Confabulación fue uno de los terminos que más me sorprendió en mis tiempos de estudiante. El hecho que la gente «inventara» historias para crearse una realidad completamente irreal, pero sentida como tal. En muchos casos, una proyección del miedo, una manera desesperada de llenar un vacío. Estas historias alteraban la percepción y estaban imbuidas de aprensión. Muchos las llamaban paranoia delirante. Narraciones perdidas en un extremo olvidado de la mente, donde difícilmente encontrábamos referencias directas a la realidad compartida.

Cada sombra era una amenaza, la angustia se sentía en el cuerpo y esa débil conexión que nos ata a otras personas, se fragmentaba y deshacía en un mosaico de figuras sin formas, de sombras y luces por donde se esfumaba el sentido y se entraba en otro reino. El miedo se sentía en el sudor, en la palidez de la piel, en el aliento, en los ojos, en el modo de andar y respirar y miles de gritos llenaban el silencio. El mecanismo detrás de la confabulación era el de crear sentido, explicarse por qué y entender, sin comprender nada, para responder sin responder a preguntas tan simples como: qué es eso, qué ha ocurrido, qué me corroe el vientre y me mata por dentro.

Pasé meses en un hospital psiquiátrico asistiendo psicóticos y cada vez que salía y dejaba atrás la gruesa y pesada puerta de madera maciza y me alejaba, caminando por el parque, me preguntaba si en una cierta medida no éramos todos así. Y pensando en todas esas escenas, conversaciones, horas y horas en otro mundo sin lógica ni razón, sentía que la diferencia entre nosotros y ellos era solamente cuantitativa y todos, ellos y nosotros, vivíamos dentro de una historia, a veces insostenible, y mientras mayor era el miedo, menos real era el mundo que habitábamos y más desesperadamente nos aferrábamos a él como el único de todos los mundos posibles.

El miedo y la confabulación se han transformado en un fenómeno social, menos intenso y con otro nombre, pero los mecanismos son los mismos, el complotismo. Ese pintar enemigos por todas partes y anunciar cada día el final que nunca llega, pero que en nuestra imaginación es inmediato, omnipresente y omnipotente. No podemos huir, no entendemos las razones y combatimos las vacunas, globalización, mercado, tragedias, epidemias y progreso. Y esta es la psicosis de nuestros días, una patología no reconocida como tal, que vive fuera de los hospitales y carcome alma, cuerpo, carne y huesos.

En ese entonces, intentaba con todos los recursos posibles de demostrar que el mundo no era como ellos lo veían y vivían, que sus afirmaciones no estaban fundadas en los hechos y que mañana sería otro día, hasta que comprendí que el único lenguaje que entendían era el miedo. Un sentimiento sin palabras, sin formas claras que hiere y destruye y que sólo puede ser compartido en silencio. Los complotistas de hoy día han ampliado su vocabulario y lenguaje, agregando al miedo el terror y la destrucción. El ataque ha remplazado la defensa, la mentira a toda forma de posible verdad y las armas siempre las mismas: el odio, terror, miedo y desesperación, cada vez más lejos de la razón, de la lógica y de cualquier forma o intento de consenso.

La mayor diferencia entre los confabuladores de ayer y los complotistas de hoy es que estos últimos muestran además los rasgos distintivos de un tipo psicosocial.

* * * * *

**Tarea por realizar**
Copia el pasaje del texto sobre la confabulación empezando por "Cada sombra era" y siguiendo hasta "mata por dentro.". Sustituye "angustia" por "ansiedad".

* * * * *

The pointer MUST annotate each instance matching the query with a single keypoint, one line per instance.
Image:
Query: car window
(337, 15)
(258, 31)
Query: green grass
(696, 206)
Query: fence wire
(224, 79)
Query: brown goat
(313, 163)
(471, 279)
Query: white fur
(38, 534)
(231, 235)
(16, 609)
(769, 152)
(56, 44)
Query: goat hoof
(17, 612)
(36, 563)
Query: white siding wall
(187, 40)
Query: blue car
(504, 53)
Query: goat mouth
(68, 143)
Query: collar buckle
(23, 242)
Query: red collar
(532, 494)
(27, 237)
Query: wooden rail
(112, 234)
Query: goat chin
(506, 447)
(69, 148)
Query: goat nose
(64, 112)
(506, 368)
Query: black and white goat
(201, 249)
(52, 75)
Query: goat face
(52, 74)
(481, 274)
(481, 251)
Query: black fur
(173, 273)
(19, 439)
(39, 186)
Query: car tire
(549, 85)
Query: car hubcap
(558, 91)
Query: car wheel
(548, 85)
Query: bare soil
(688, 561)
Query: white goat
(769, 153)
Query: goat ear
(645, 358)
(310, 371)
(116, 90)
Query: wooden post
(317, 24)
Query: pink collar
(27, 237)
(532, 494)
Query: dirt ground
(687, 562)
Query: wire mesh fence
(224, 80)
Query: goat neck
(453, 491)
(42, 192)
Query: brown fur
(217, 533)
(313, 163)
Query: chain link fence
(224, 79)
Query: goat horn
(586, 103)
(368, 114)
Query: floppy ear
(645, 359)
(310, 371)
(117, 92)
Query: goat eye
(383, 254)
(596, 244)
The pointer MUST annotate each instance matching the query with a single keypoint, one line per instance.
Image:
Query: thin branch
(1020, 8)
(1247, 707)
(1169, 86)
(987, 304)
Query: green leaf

* * * * *

**Solución del ejercicio**
Cada sombra era una amenaza, la ansiedad se sentía en el cuerpo y esa débil conexión que nos ata a otras personas, se fragmentaba y deshacía en un mosaico de figuras sin formas, de sombras y luces por donde se esfumaba el sentido y se entraba en otro reino. El miedo se sentía en el sudor, en la palidez de la piel, en el aliento, en los ojos, en el modo de andar y respirar y miles de gritos llenaban el silencio. El mecanismo detrás de la confabulación era el de crear sentido, explicarse por qué y entender, sin comprender nada, para responder sin responder a preguntas tan simples como: qué es eso, qué ha ocurrido, qué me corroe el vientre y me mata por dentro.